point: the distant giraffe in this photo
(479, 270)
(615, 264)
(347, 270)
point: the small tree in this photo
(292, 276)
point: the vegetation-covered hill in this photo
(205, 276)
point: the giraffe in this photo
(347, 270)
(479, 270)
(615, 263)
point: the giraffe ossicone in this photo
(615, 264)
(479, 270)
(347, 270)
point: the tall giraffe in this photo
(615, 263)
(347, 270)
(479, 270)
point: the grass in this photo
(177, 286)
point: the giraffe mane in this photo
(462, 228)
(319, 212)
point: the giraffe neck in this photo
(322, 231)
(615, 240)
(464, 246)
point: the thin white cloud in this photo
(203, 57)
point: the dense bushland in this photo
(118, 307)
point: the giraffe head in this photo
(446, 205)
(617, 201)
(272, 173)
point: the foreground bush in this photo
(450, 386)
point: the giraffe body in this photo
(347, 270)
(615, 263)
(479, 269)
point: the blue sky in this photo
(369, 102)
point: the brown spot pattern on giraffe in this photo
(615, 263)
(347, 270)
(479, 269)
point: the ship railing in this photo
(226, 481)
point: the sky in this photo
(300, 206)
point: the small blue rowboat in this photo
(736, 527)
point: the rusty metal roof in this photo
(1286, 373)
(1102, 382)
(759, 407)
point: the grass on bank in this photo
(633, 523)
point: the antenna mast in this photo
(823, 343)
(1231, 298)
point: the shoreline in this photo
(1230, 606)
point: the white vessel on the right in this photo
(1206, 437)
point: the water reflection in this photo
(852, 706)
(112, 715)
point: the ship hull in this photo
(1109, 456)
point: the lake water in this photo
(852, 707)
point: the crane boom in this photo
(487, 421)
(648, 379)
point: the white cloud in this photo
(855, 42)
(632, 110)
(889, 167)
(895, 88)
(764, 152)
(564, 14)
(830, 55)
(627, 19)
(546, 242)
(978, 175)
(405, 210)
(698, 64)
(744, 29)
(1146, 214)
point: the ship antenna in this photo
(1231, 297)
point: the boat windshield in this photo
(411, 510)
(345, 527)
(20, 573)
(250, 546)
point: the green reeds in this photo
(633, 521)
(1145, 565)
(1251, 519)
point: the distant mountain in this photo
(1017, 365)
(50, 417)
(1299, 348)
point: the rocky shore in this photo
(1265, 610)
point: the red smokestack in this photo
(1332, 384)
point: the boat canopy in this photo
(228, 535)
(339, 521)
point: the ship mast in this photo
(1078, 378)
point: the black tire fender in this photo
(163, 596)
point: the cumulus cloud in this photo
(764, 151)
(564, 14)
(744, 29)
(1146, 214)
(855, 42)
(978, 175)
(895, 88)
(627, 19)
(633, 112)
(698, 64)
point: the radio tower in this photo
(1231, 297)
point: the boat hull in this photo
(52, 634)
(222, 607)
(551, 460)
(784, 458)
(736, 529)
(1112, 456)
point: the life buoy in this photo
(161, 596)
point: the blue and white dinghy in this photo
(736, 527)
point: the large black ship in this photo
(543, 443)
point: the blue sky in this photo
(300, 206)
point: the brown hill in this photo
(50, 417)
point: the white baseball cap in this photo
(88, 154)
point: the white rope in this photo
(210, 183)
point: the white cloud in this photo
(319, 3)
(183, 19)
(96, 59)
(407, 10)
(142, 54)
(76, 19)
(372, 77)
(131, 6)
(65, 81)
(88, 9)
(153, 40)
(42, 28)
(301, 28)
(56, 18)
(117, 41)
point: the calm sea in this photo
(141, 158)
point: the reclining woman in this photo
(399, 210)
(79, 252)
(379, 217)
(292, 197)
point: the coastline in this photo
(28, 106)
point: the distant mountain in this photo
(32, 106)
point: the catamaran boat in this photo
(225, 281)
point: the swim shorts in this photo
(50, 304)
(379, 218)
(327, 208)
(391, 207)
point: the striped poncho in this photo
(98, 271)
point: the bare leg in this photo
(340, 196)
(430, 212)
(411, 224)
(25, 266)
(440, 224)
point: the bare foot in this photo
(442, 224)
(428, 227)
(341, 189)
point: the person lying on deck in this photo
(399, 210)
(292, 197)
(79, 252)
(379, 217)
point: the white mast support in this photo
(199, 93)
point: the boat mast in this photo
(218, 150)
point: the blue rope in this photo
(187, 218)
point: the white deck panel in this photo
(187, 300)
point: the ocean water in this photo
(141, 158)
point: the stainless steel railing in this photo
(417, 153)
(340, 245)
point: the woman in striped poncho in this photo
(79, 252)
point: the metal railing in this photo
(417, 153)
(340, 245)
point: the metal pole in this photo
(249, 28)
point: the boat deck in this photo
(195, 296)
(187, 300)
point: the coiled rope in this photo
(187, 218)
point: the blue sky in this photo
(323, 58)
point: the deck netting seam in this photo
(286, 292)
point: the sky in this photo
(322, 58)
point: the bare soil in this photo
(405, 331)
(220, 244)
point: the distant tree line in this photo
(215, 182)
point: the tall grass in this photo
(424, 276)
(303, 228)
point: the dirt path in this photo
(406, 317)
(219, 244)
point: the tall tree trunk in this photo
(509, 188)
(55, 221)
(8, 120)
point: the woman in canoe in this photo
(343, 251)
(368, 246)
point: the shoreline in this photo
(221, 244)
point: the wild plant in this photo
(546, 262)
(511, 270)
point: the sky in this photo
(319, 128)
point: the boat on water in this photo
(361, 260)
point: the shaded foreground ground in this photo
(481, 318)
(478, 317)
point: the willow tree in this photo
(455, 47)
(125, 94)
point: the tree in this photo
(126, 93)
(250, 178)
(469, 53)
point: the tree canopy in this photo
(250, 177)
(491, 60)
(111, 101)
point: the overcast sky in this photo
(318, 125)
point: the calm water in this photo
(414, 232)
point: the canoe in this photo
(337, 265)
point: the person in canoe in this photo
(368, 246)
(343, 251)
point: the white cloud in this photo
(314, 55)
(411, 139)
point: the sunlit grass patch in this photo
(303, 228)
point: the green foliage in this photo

______

— WRITTEN PROBLEM —
Reproduce every line of the data above word for word.

— THE SOLUTION —
point: the distant giraffe in this photo
(479, 270)
(615, 264)
(347, 270)
point: the small tree in this photo
(292, 276)
point: the vegetation-covered hill in this photo
(205, 276)
point: the giraffe in this photo
(347, 270)
(479, 270)
(615, 263)
point: the giraffe ossicone in this photo
(615, 264)
(479, 270)
(347, 270)
point: the tall giraffe in this photo
(615, 263)
(347, 270)
(479, 270)
point: the grass in this photo
(177, 286)
point: the giraffe mane in this photo
(462, 228)
(319, 212)
point: the giraffe neck in this photo
(322, 231)
(615, 240)
(464, 246)
point: the thin white cloud in this photo
(203, 57)
point: the dense bushland in this photo
(118, 307)
point: the giraffe head in this photo
(446, 205)
(617, 201)
(272, 173)
point: the foreground bush in this photo
(450, 386)
point: the giraffe body in this photo
(347, 270)
(615, 263)
(479, 269)
point: the blue sky in this photo
(369, 102)
point: the brown spot pattern on giraffe in this photo
(615, 263)
(347, 270)
(479, 269)
point: the ship railing in this photo
(226, 481)
point: the sky in this photo
(300, 206)
point: the small blue rowboat in this photo
(736, 527)
point: the rusty metal roof in this photo
(1286, 373)
(1102, 382)
(759, 407)
point: the grass on bank in this photo
(633, 523)
point: the antenna mast in this photo
(823, 343)
(1231, 298)
point: the shoreline in this photo
(1230, 606)
point: the white vessel on the right in this photo
(1206, 437)
point: the water reflection in this photo
(852, 706)
(112, 715)
point: the ship hull in this photo
(1109, 456)
point: the lake water in this photo
(852, 707)
point: the crane boom in this photo
(487, 421)
(648, 379)
point: the white cloud in this photo
(855, 42)
(632, 110)
(889, 167)
(895, 88)
(764, 152)
(564, 14)
(830, 55)
(627, 19)
(546, 242)
(978, 175)
(405, 210)
(698, 64)
(744, 29)
(1146, 214)
point: the ship antenna in this photo
(1231, 297)
point: the boat windshield in this photo
(411, 510)
(345, 527)
(20, 573)
(250, 546)
point: the green reeds in this photo
(633, 521)
(1145, 565)
(1251, 519)
point: the distant mountain in this photo
(1017, 365)
(50, 417)
(1299, 348)
point: the rocky shore in this photo
(1265, 610)
point: the red smokestack in this photo
(1332, 384)
point: the boat canopy in this photo
(228, 535)
(339, 521)
point: the ship mast in this photo
(1078, 378)
point: the black tire fender in this photo
(163, 596)
point: the cumulus cloud in this photo
(764, 151)
(564, 14)
(744, 29)
(1146, 214)
(855, 42)
(978, 175)
(895, 88)
(627, 19)
(633, 112)
(698, 64)
point: the radio tower in this photo
(1231, 297)
point: the boat hull in this photo
(52, 634)
(222, 607)
(551, 460)
(784, 458)
(736, 529)
(1112, 456)
point: the life buoy in this photo
(161, 596)
point: the blue and white dinghy in this photo
(736, 527)
point: the large black ship in this photo
(543, 443)
point: the blue sky in this photo
(300, 206)
point: the brown hill in this photo
(50, 417)
point: the white baseball cap in this photo
(88, 154)
point: the white rope in this photo
(210, 183)
point: the white cloud in this photo
(319, 3)
(183, 19)
(96, 59)
(407, 10)
(142, 54)
(76, 19)
(372, 77)
(131, 6)
(65, 81)
(88, 9)
(153, 40)
(42, 28)
(301, 28)
(56, 18)
(117, 41)
point: the calm sea in this photo
(141, 158)
point: the reclining woman in this photo
(399, 210)
(79, 252)
(379, 217)
(292, 197)
point: the coastline in this photo
(28, 106)
point: the distant mountain in this photo
(32, 106)
point: the catamaran boat in this photo
(225, 281)
point: the swim shorts in this photo
(50, 304)
(379, 218)
(327, 208)
(391, 207)
point: the striped poncho in this photo
(98, 271)
point: the bare leg in this photo
(340, 196)
(430, 212)
(411, 224)
(25, 266)
(440, 224)
point: the bare foot in this photo
(442, 224)
(428, 227)
(341, 189)
point: the person lying on deck in this photo
(399, 210)
(292, 197)
(79, 252)
(379, 217)
point: the white mast support in this photo
(199, 93)
point: the boat mast in this photo
(218, 150)
point: the blue rope in this photo
(187, 218)
point: the white deck panel in this photo
(187, 300)
point: the ocean water in this photo
(141, 158)
point: the stainless steel railing in this photo
(417, 153)
(340, 245)
point: the woman in striped poncho in this photo
(79, 252)
point: the metal railing in this photo
(417, 153)
(340, 245)
point: the metal pole in this photo
(249, 28)
point: the boat deck in this photo
(195, 296)
(187, 300)
point: the coiled rope in this photo
(187, 218)
point: the blue sky in this photo
(323, 58)
point: the deck netting seam in this photo
(286, 292)
point: the sky in this photo
(322, 58)
point: the bare soil in this photo
(405, 331)
(220, 244)
point: the distant tree line in this photo
(215, 182)
point: the tall grass in this photo
(424, 276)
(303, 228)
point: the dirt path in this photo
(406, 317)
(219, 244)
point: the tall tree trunk in this photo
(509, 188)
(55, 221)
(8, 120)
point: the woman in canoe in this photo
(343, 251)
(368, 246)
point: the shoreline in this photo
(221, 244)
point: the wild plant in this photo
(546, 262)
(511, 270)
point: the sky in this photo
(319, 128)
point: the boat on water in this photo
(361, 260)
point: the shaded foreground ground in this photo
(481, 318)
(478, 317)
point: the willow tree in this photo
(455, 47)
(125, 94)
point: the tree in this photo
(126, 93)
(250, 178)
(469, 53)
point: the tree canopy in this photo
(250, 177)
(491, 60)
(111, 101)
point: the overcast sky in this photo
(318, 125)
point: the calm water in this photo
(414, 232)
point: the canoe in this photo
(337, 265)
point: the person in canoe in this photo
(368, 246)
(343, 251)
point: the white cloud in this photo
(314, 55)
(411, 139)
point: the sunlit grass patch in this photo
(303, 228)
point: the green foliage in this photo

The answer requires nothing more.